Find the string "steep" in the data, then copy every line where it is found.

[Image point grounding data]
+---+
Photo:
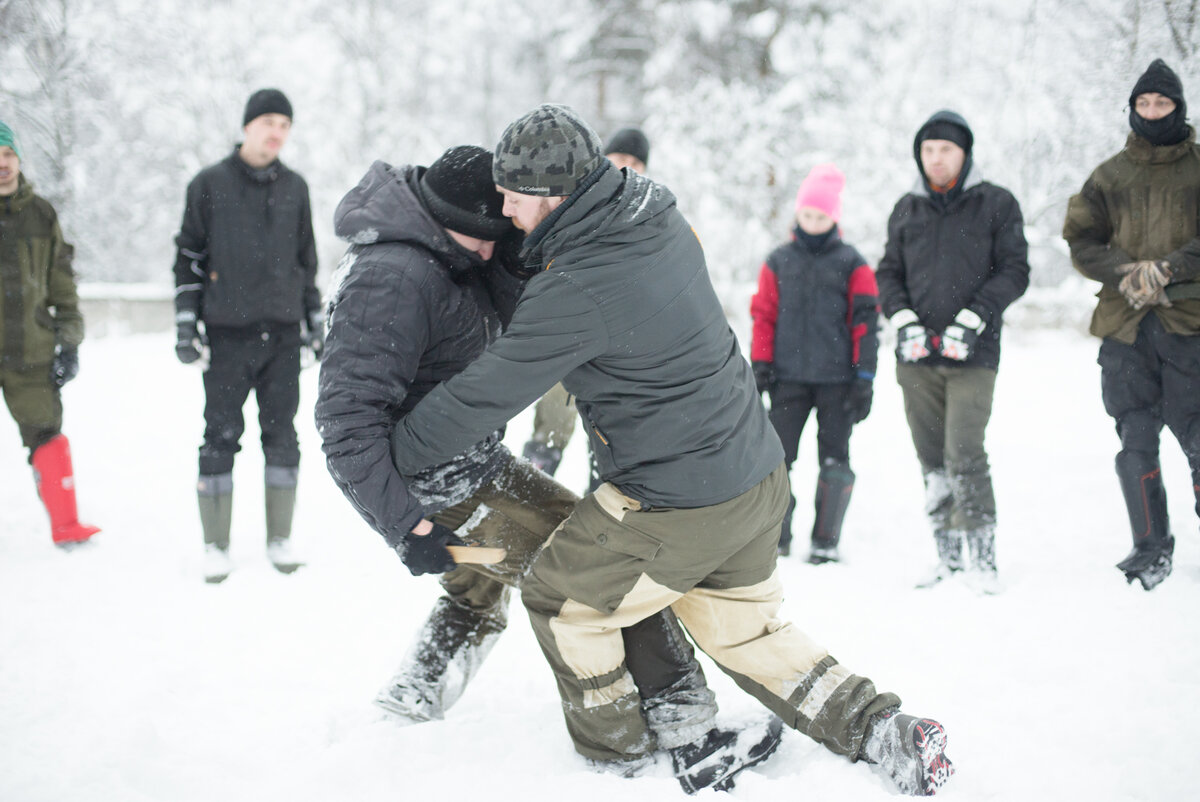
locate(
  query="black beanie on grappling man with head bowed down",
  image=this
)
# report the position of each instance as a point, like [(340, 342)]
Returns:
[(460, 194)]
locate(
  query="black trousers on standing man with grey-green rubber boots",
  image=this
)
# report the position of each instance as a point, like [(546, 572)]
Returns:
[(263, 358)]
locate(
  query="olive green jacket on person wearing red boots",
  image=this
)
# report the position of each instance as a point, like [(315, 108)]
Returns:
[(39, 303)]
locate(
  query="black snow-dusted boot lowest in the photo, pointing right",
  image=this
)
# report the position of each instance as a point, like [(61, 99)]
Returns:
[(716, 761)]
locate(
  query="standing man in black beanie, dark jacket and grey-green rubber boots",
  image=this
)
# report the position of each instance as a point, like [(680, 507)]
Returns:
[(247, 272)]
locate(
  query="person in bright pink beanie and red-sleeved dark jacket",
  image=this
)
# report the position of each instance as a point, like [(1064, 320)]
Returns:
[(814, 345)]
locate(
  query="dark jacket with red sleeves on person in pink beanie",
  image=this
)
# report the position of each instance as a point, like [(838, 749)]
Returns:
[(817, 313)]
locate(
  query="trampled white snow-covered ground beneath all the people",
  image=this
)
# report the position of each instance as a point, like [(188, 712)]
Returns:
[(125, 679)]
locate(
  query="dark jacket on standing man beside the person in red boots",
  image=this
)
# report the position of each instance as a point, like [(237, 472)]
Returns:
[(247, 252)]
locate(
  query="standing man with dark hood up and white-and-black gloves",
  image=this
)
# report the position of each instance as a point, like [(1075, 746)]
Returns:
[(955, 261)]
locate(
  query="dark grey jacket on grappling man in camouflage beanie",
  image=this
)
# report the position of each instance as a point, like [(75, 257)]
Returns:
[(625, 314)]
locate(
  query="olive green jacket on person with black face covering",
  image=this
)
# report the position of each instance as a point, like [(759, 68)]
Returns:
[(1144, 204)]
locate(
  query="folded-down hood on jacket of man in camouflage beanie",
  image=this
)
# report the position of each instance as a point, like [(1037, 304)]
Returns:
[(620, 208)]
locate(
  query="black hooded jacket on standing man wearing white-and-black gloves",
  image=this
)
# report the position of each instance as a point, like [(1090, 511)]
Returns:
[(964, 252)]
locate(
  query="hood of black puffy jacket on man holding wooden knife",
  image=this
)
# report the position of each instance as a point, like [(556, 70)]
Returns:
[(386, 207)]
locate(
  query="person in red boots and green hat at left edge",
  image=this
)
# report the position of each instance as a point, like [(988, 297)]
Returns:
[(41, 330)]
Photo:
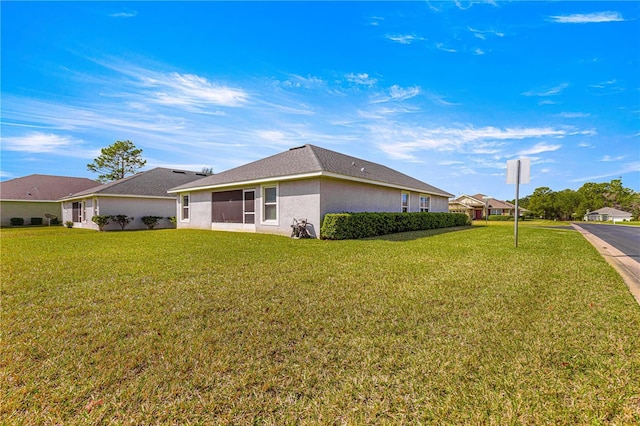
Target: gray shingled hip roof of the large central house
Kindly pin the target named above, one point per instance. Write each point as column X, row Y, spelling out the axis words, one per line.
column 311, row 159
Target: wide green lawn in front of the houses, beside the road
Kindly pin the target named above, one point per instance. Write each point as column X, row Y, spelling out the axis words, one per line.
column 202, row 327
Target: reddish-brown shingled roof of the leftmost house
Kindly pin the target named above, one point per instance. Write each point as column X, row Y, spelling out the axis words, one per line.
column 43, row 187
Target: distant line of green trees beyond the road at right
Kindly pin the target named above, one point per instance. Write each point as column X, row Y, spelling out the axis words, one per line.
column 573, row 205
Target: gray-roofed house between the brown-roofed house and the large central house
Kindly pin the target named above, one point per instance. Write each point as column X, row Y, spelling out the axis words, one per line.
column 142, row 194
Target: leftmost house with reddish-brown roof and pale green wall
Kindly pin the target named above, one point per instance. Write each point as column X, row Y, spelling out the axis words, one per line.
column 34, row 198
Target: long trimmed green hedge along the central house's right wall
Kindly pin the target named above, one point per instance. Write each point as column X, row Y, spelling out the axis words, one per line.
column 346, row 226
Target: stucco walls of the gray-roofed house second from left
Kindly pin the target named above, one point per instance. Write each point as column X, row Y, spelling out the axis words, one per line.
column 132, row 207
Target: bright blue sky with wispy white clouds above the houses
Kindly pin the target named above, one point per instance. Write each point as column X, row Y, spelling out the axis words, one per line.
column 446, row 92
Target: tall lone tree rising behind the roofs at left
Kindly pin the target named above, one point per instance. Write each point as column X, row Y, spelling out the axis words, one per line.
column 117, row 161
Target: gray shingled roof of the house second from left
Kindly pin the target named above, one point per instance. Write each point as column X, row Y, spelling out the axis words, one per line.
column 152, row 183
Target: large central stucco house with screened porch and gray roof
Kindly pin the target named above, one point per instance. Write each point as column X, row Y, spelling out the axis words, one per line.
column 306, row 182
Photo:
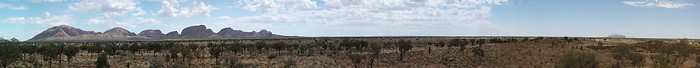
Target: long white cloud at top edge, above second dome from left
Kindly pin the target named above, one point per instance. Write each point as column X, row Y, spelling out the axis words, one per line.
column 109, row 8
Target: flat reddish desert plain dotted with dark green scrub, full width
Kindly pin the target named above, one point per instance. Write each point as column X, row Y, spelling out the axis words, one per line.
column 486, row 52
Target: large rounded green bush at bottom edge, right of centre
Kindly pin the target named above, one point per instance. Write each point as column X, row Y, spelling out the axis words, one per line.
column 578, row 60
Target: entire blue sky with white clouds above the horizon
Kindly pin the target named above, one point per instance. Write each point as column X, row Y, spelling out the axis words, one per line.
column 23, row 19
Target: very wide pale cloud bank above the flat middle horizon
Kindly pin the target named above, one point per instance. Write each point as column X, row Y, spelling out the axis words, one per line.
column 371, row 12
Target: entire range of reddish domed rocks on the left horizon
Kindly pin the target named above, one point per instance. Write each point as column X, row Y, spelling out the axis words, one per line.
column 69, row 33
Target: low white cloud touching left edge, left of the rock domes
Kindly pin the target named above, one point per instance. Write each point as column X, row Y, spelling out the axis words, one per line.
column 48, row 19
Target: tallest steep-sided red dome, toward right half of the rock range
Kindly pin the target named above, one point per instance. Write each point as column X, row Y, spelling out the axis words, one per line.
column 197, row 31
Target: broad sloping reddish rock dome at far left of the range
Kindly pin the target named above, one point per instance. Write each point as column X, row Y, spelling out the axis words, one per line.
column 61, row 31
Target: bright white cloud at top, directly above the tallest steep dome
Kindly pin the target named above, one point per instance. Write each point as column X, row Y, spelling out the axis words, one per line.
column 174, row 9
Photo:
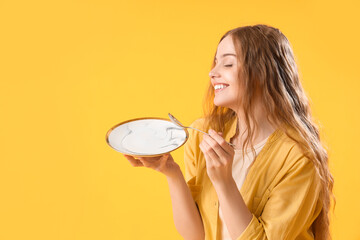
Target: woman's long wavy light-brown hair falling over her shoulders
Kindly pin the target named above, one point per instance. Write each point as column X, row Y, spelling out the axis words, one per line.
column 268, row 67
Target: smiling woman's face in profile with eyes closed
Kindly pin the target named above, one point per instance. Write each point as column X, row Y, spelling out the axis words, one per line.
column 224, row 76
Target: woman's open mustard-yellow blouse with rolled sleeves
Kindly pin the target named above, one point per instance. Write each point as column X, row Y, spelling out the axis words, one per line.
column 281, row 188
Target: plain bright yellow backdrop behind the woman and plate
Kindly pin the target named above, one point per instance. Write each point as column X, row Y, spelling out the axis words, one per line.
column 70, row 70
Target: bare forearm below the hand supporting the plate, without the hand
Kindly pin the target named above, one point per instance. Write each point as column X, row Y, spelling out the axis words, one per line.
column 186, row 216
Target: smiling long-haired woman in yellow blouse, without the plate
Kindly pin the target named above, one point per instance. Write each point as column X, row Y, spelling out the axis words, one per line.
column 274, row 183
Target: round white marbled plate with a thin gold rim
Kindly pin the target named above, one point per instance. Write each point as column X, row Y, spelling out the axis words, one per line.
column 146, row 137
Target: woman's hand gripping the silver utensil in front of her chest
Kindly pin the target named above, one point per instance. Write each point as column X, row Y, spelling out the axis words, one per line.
column 219, row 157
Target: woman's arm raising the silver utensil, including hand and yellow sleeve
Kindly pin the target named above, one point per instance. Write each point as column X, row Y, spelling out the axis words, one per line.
column 291, row 200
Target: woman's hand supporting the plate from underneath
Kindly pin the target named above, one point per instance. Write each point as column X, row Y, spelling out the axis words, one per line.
column 164, row 164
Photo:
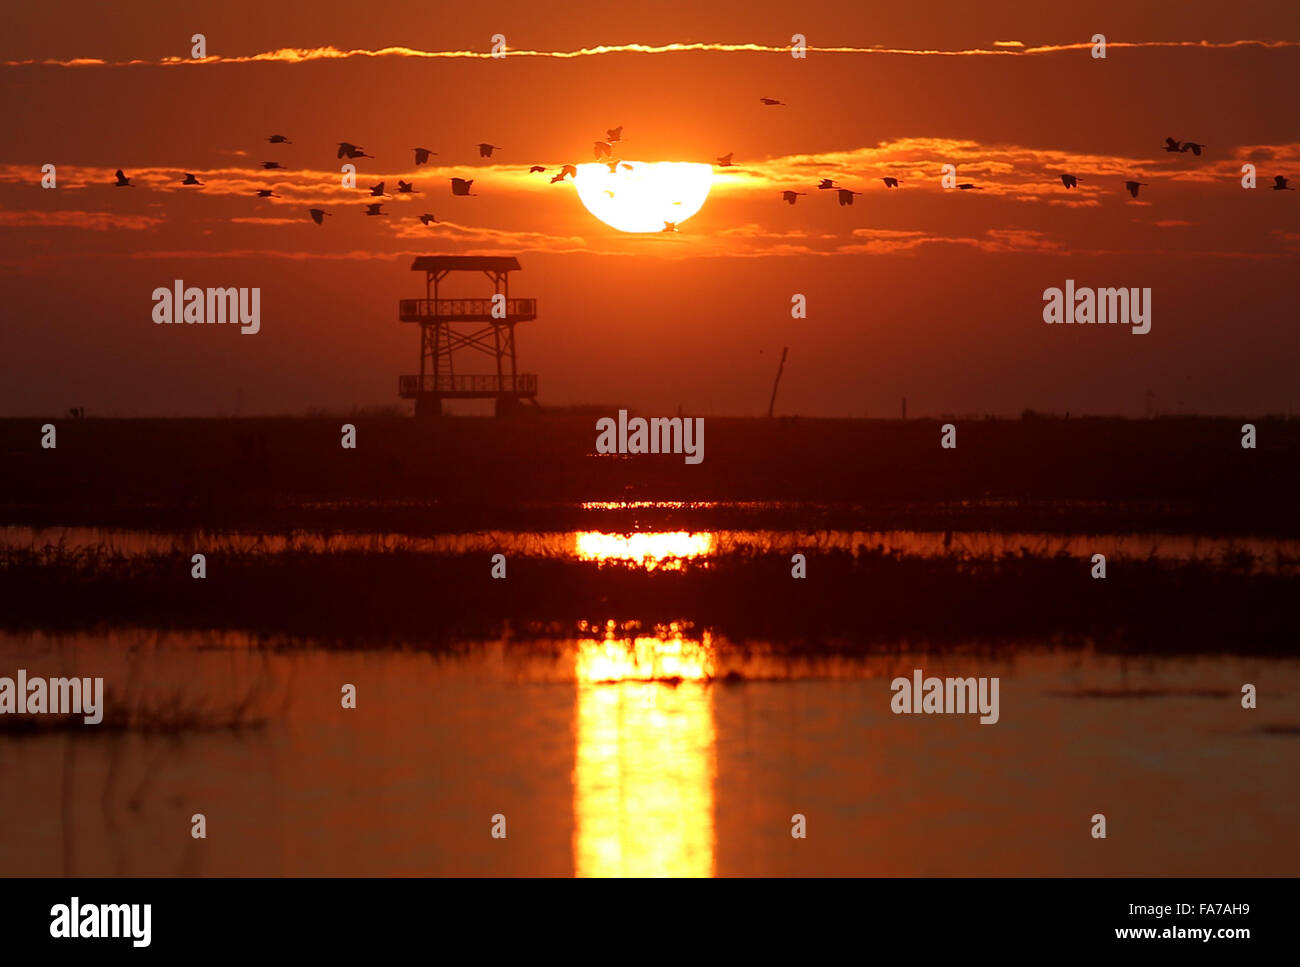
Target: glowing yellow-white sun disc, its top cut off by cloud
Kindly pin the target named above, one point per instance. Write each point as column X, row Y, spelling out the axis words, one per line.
column 647, row 197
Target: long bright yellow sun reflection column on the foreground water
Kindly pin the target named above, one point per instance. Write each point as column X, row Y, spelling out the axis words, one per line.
column 645, row 764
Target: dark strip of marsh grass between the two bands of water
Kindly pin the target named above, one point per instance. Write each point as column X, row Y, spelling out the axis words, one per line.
column 866, row 595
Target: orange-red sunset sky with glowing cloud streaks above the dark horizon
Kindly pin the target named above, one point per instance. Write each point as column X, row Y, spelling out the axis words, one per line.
column 921, row 292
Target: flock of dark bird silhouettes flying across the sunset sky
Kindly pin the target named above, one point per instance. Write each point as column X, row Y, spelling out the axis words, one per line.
column 604, row 151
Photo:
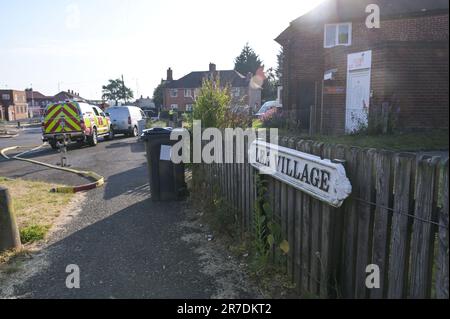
+---+
## ANSWER TO THIS TASK
Target: tallest steep-sided red dome, toward right half of the rock range
Target: bright white cloud at top, directly above the tallest steep dome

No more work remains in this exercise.